→ Stated task
Extend the opinion piece on the All-Star Game changes, picking up right after its last sentence.

→ Excerpt provided
━━━━━━
Recent Changes to the All-Star Game Not Good for Baseball

LOS ANGELES, CA - JULY 07: Justin Turner
LOS ANGELES, CA - JULY 07: Justin Turner /

The All-Star Game is now upon us. Starting this season, Major League Baseball’s Mid-Summer Classic will no longer determine which league will receive home field advantage in the World Series.

The Kansas City Royals can testify to the importance of home field advantage. Clearly it gives the edge to whichever team has it. I will not sit here and tell you that having an exhibition game decide that advantage should be the determining factor.

What I will tell you is that having the All-Star Game matter in some fashion is indeed good for baseball.

Perhaps this year will see the same effort from players that has been exhibited for the last 13 seasons. Then again, maybe not. Remember what happened the last time there was no true incentive for the game? That would be a 7-7 tie after 11 innings. A situation that frustrated then MLB commissioner Bud Selig enough to establish the rule change.
━━━━━━
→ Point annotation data
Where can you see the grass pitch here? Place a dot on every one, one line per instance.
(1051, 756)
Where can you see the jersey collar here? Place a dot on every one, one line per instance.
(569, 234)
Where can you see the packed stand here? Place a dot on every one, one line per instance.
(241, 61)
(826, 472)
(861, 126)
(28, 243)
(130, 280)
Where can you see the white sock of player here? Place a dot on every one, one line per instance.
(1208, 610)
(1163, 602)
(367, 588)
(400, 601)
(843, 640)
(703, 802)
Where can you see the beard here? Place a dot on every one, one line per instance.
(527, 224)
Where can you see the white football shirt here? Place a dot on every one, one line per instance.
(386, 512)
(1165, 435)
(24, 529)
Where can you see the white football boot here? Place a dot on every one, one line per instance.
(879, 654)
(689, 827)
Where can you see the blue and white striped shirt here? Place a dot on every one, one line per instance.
━━━━━━
→ Task response
Without some sort of significance I fear baseball’s All-Star game will quickly become similar to those in the NBA, or the NFL. You cannot convince me that any other league touches the MLB when it comes to the star studded game. The total points in the NBA exhibition continues to climb as there is zero defense played. The Pro Bowl for the NFL means so much that players routinely skip it.

I would hate to witness the Mid-Summer Classic approached with an attitude of indifference by its participants. Like I said it doesn’t have to decide the advantage in the World Series, but there needs to be something. (I haven’t really thought through any real options so I am open to hearing suggestions.)

Where I feel we will see the biggest impact is how the game is managed. Part of the reason that 2003 game ended in a tie was due to the fact all the players were used. It was about getting each player their moment. The change forced the skippers to use strategy.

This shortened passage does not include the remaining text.